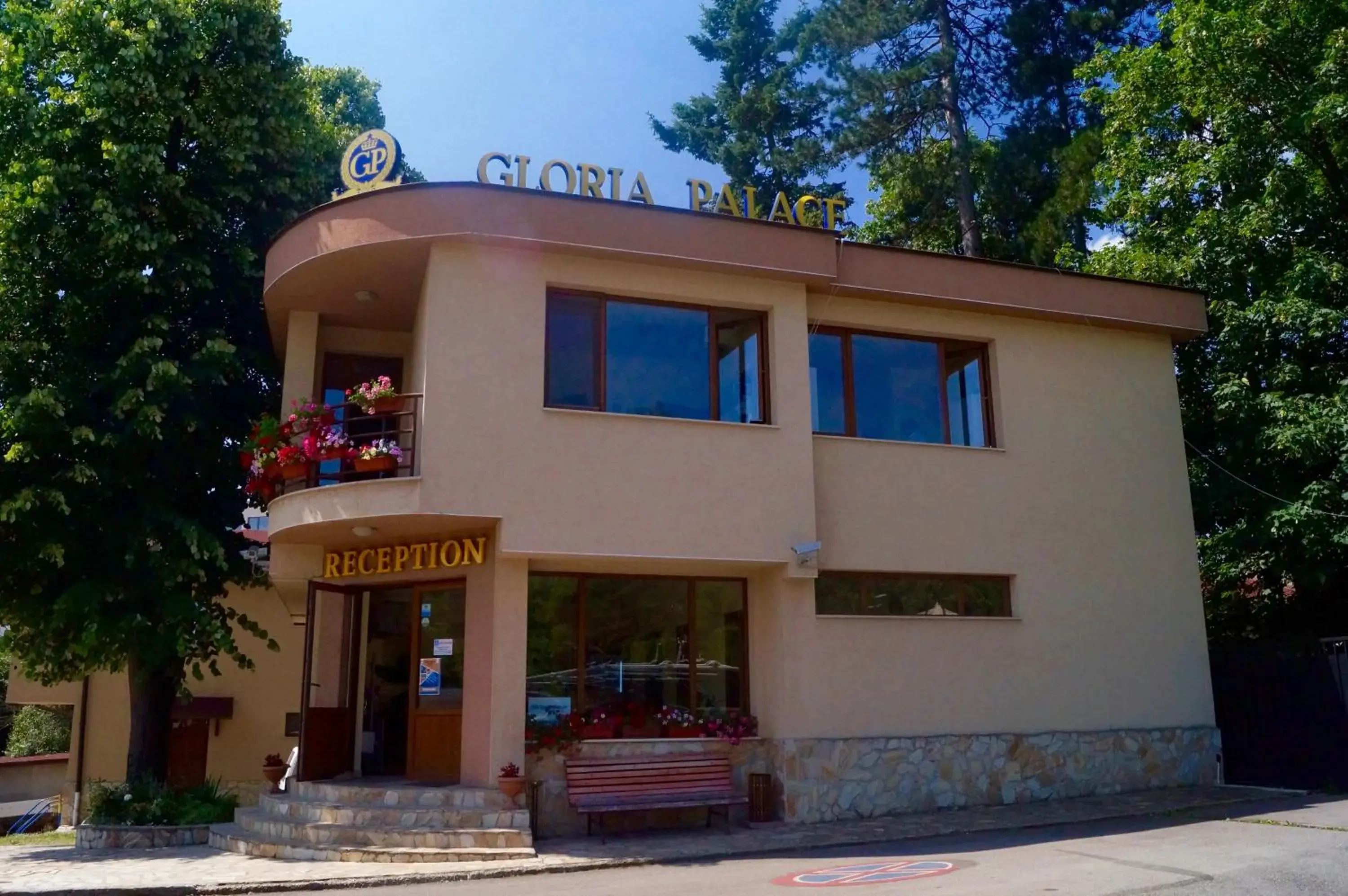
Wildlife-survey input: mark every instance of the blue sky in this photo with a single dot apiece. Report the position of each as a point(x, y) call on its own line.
point(548, 79)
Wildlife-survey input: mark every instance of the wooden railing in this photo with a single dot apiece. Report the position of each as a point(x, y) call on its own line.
point(363, 429)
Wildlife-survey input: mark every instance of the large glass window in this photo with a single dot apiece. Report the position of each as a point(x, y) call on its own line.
point(615, 642)
point(877, 594)
point(906, 390)
point(653, 359)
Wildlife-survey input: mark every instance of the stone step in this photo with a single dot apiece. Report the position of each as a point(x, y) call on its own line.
point(235, 840)
point(305, 810)
point(404, 795)
point(325, 834)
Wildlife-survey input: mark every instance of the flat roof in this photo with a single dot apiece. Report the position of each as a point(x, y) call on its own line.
point(381, 242)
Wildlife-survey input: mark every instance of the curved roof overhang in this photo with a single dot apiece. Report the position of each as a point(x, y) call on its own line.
point(381, 242)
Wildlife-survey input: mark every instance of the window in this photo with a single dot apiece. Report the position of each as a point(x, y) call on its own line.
point(902, 594)
point(645, 640)
point(653, 359)
point(900, 389)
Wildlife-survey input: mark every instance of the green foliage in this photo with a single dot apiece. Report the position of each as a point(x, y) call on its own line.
point(763, 124)
point(1226, 149)
point(35, 731)
point(155, 803)
point(149, 151)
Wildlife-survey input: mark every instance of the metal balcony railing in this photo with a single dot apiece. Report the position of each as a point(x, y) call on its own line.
point(360, 429)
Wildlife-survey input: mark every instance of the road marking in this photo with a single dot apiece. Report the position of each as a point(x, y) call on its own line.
point(885, 872)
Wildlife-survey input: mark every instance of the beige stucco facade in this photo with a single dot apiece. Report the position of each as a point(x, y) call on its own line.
point(1083, 503)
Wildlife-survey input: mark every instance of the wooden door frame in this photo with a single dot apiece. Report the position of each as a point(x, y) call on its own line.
point(414, 683)
point(355, 643)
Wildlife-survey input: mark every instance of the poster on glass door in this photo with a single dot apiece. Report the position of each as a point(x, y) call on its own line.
point(429, 677)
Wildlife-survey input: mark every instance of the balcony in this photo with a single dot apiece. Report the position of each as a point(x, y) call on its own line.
point(332, 448)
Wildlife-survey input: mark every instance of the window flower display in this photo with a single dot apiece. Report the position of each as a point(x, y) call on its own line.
point(378, 456)
point(377, 397)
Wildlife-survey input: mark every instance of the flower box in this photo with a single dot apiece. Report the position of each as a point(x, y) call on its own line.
point(683, 731)
point(381, 464)
point(294, 470)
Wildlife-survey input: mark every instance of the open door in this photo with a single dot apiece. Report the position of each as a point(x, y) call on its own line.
point(328, 702)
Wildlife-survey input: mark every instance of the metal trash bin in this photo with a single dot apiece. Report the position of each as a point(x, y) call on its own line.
point(761, 797)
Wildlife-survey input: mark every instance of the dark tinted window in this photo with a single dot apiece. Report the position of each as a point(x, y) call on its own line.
point(874, 594)
point(653, 359)
point(572, 343)
point(827, 383)
point(657, 362)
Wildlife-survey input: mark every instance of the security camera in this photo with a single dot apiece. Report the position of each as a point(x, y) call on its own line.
point(807, 553)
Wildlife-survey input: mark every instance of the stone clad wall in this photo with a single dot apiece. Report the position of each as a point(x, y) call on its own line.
point(557, 820)
point(828, 779)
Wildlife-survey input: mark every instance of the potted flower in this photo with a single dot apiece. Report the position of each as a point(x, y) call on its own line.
point(377, 397)
point(680, 723)
point(638, 724)
point(292, 462)
point(510, 782)
point(274, 770)
point(306, 416)
point(378, 457)
point(327, 444)
point(600, 725)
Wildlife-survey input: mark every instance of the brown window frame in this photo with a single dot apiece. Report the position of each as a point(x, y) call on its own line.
point(602, 352)
point(869, 585)
point(581, 586)
point(944, 347)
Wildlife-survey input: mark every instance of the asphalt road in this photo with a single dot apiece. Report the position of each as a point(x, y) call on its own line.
point(1266, 853)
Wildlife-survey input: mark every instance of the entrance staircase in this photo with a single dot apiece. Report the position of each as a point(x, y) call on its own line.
point(385, 822)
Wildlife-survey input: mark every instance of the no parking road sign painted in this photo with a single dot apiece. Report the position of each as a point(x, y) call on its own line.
point(869, 874)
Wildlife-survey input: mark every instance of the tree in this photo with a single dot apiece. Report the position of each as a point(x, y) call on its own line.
point(1034, 172)
point(1226, 157)
point(765, 123)
point(35, 731)
point(149, 151)
point(906, 73)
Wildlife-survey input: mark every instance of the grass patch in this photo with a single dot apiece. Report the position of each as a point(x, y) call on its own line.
point(45, 838)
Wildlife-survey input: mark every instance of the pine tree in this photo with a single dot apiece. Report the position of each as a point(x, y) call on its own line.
point(763, 124)
point(906, 73)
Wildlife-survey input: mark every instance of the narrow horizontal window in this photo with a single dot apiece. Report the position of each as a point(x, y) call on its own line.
point(904, 594)
point(656, 359)
point(900, 389)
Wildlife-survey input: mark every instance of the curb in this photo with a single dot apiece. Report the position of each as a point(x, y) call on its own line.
point(565, 867)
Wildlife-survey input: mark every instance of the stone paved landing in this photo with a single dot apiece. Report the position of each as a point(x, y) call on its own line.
point(49, 869)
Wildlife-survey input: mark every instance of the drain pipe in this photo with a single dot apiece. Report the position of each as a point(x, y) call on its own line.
point(84, 727)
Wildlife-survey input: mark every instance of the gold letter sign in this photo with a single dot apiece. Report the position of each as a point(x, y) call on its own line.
point(424, 555)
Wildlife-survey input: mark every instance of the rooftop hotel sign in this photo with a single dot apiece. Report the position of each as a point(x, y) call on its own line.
point(584, 178)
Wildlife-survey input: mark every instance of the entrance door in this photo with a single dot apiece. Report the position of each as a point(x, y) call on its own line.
point(328, 702)
point(436, 721)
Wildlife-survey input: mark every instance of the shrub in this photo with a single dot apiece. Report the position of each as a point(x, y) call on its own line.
point(40, 729)
point(155, 803)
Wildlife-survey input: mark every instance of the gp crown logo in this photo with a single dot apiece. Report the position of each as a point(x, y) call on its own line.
point(370, 164)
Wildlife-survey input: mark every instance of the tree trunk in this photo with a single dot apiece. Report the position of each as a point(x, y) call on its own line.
point(153, 692)
point(971, 235)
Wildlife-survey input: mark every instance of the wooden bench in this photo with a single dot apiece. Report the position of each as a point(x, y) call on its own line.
point(625, 785)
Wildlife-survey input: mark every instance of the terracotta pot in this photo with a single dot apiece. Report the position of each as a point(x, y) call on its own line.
point(375, 464)
point(511, 787)
point(274, 774)
point(684, 731)
point(386, 406)
point(294, 470)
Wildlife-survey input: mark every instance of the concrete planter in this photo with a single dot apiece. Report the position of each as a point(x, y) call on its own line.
point(141, 837)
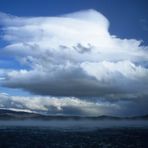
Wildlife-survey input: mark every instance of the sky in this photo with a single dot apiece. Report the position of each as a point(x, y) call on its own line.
point(74, 57)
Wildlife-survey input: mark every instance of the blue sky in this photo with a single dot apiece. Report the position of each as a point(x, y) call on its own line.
point(129, 18)
point(75, 48)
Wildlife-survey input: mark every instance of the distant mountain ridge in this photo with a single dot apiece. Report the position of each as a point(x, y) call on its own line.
point(21, 115)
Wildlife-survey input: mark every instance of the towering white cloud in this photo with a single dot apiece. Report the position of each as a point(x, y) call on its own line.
point(73, 55)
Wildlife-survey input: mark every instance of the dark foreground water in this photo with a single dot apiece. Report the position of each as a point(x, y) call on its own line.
point(46, 137)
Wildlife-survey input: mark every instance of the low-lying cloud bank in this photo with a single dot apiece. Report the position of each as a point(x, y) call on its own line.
point(76, 106)
point(74, 55)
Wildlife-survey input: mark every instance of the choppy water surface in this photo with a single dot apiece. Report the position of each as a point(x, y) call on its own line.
point(67, 136)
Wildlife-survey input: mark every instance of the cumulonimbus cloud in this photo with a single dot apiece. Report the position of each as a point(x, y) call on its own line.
point(73, 55)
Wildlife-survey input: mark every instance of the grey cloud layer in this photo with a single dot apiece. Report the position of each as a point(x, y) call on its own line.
point(73, 55)
point(110, 105)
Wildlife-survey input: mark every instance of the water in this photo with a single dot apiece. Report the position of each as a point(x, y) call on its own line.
point(74, 134)
point(43, 137)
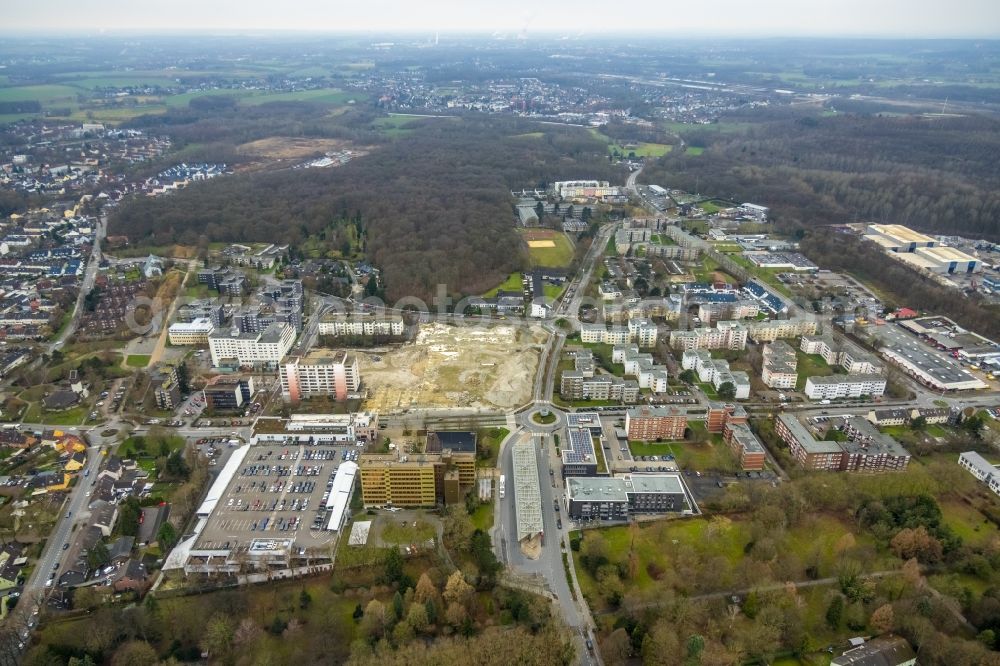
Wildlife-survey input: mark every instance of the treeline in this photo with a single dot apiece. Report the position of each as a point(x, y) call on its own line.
point(21, 106)
point(934, 174)
point(436, 203)
point(844, 252)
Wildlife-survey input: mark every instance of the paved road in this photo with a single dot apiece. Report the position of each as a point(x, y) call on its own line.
point(89, 275)
point(549, 565)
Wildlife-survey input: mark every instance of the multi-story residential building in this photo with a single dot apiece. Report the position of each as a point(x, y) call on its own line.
point(649, 423)
point(193, 333)
point(224, 280)
point(778, 369)
point(166, 388)
point(319, 372)
point(574, 385)
point(745, 446)
point(865, 450)
point(643, 332)
point(725, 335)
point(227, 393)
point(720, 414)
point(203, 308)
point(717, 372)
point(833, 387)
point(850, 357)
point(616, 498)
point(263, 349)
point(980, 468)
point(369, 324)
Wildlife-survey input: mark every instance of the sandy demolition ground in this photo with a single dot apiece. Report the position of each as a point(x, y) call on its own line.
point(454, 366)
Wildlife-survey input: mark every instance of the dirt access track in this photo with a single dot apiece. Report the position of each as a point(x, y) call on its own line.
point(454, 366)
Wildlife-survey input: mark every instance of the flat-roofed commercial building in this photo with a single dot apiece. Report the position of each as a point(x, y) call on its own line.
point(616, 498)
point(578, 455)
point(320, 372)
point(194, 333)
point(394, 480)
point(443, 473)
point(227, 393)
point(897, 238)
point(649, 423)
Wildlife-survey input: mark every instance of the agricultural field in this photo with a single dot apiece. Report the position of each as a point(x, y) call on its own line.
point(548, 248)
point(810, 365)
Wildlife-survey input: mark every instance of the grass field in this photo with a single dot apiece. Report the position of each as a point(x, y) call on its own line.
point(707, 457)
point(137, 360)
point(512, 283)
point(720, 541)
point(398, 532)
point(561, 254)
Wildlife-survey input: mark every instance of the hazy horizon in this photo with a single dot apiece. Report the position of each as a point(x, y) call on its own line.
point(893, 19)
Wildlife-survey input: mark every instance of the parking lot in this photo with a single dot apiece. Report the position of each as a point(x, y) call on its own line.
point(279, 491)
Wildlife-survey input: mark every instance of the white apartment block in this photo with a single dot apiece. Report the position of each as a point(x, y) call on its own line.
point(844, 386)
point(716, 371)
point(263, 349)
point(853, 360)
point(339, 325)
point(725, 335)
point(194, 333)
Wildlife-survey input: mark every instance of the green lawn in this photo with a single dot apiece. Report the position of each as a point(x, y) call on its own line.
point(396, 532)
point(810, 365)
point(69, 417)
point(137, 360)
point(482, 518)
point(512, 283)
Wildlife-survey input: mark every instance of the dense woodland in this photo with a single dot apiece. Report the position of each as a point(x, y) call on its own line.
point(934, 174)
point(436, 203)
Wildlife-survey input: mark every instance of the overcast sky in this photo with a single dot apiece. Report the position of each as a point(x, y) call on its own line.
point(704, 18)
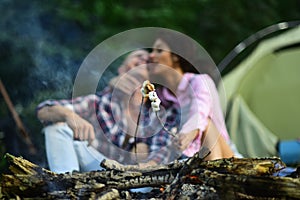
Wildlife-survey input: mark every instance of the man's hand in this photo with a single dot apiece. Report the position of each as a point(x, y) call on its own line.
point(185, 139)
point(82, 129)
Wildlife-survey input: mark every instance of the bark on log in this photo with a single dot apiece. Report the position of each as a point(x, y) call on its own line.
point(196, 179)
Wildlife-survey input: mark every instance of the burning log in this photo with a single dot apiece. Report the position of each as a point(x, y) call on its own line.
point(231, 178)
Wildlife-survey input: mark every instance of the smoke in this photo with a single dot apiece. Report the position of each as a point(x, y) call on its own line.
point(38, 40)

> WHAT IS BEING ASKED
Output exactly the lines from the one holding "Wildlife-survey input: mark every instance of the burning" to the end of the material above, with both ends included.

> EXPECTED ANSWER
Wildlife-survey input: mark every instance of the burning log in this photo with a single dot apiece. Report the position of each as a point(x, y) call on its own line.
point(231, 178)
Wildlife-survey input: mark every instance of the smoke in this photo with a single dot apiece. Report the position of each as a point(x, y) call on its own line.
point(38, 40)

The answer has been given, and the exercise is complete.